### Task requirements
A. Answer the following from the passage on The Lure of the Wild:
(i) Which company produced and released the film?
(ii) Who kills Jim Belmont?
(iii) Whom does the dog Shep fetch?
B. Proceed with the passage on The Lure of the Wild, continuing it from its final sentence.

### Selected passage

>>

The Lure of the Wild is a 1925 American silent melodrama film directed by Frank R. Strayer and starring Alan Roscoe, Jane Novak, and Lightning the Dog. It was produced and released by Columbia Pictures.

==Plot==
As described in a film magazine review, Jim Belmont, believing his wife Agnes loves Gordon Daniels, leaves for the Canadian wilderness with his daughter Cuddles and his dog Shep. He is killed by Mike Murdock at Daniels' instigation. Shep aids and protects Cuddles, who was abandoned to the mercy of the elements by her father's death. The dog fetches the trapper Poleon Dufresne, who sends for Agnes. She is followed by Daniels. Murdock confesses his crime to Dufresne. Shep saves Agnes from attack by Daniels and herds him to a cliff, where Daniels falls to his death. Agnes and Dufresne then wed.

<<

Data extracted from a collection:
>>

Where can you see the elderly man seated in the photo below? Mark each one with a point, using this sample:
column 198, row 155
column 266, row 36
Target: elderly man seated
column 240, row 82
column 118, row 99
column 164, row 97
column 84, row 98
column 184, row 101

<<

### Results
A.
(i) Columbia Pictures
(ii) Mike Murdock, at Gordon Daniels' instigation
(iii) The trapper Poleon Dufresne

B.
==Cast==
- Jane Novak as Agnes Belmont
- Alan Roscoe as Jim Belmont
- Lightning the Dog as Shep the Dog
- Billie Jean as Baby Cuddles ( Billie Jeane Phelps)
- Richard Tucker as Gordon Daniels
- Mario Carillo as Poleon Dufresne
- Pat Harmon as Mike Murdock

==Preservation==
A print survives in the Library of Congress collection and also in the Library and Archives Canada.